**How to complete this task**
Continue the article on Sarvam AI's Bulbul-V2 text-to-speech model, starting after its final sentence.

Summarize

This AI text-to-speech model supports 11 Indian languages

By Dwaipayan Roy

May 07, 2025

08:11 pm

What's the story

Bengaluru-based artificial intelligence start-up Sarvam AI has launched Bulbul-V2, its latest text-to-speech (TTS) model. The new AI tool, as the company says, supports 11 Indian languages and promises authentic accents to reflect India's diversity. The voice generated by this AI model, as per Sarvam's LinkedIn post, sounds real and not robotic or rehearsed.

Model features

It sets new benchmarks for speech AI in India

Bulbul-V2 is Sarvam's flagship TTS model, designed specifically for Indian languages and accents. The company says this AI model delivers natural-sounding speech with human-like prosody and multiple voice personalities. It supports multi-language and code-mixed text, real-time synthesis capabilities, and also offers fine-grained control over pitch, pace, and loudness.

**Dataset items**

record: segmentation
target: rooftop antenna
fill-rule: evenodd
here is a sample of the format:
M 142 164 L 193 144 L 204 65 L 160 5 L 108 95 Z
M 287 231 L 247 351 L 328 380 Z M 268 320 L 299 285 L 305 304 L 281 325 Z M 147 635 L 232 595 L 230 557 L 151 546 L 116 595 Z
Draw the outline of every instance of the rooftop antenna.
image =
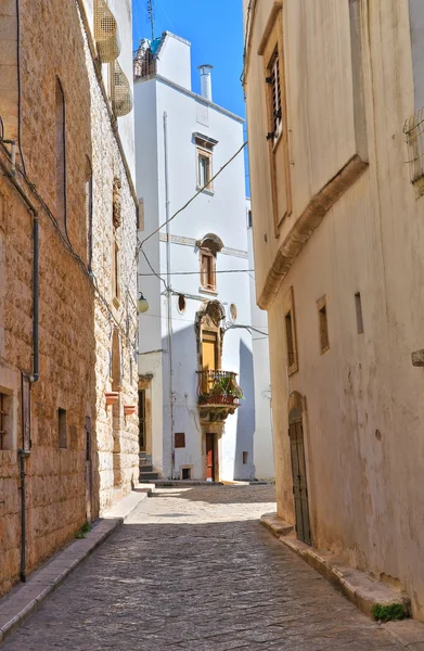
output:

**Exercise result**
Customization options

Bulbul-V2 offers customizable voice characteristics

The Bulbul-V2 model gives users multiple sample rates ranging from 8kHz to 24kHz. The AI tool is designed for low latency and comes at cost-effective pricing, making it an efficient alternative to many global counterparts. Sarvam AI claims this model can help create the exact voice style one needs for various applications.

Achievements

Sarvam AI: A pioneer in India's AI landscape

Sarvam AI has come a long way in the world of artificial intelligence. It was the first start-up selected by the Indian government to develop India's sovereign large language model (LLM) under the larger IndiaAI mission. The company hopes to democratize AI access across the country with lower-latency models and India-first pricing for API access.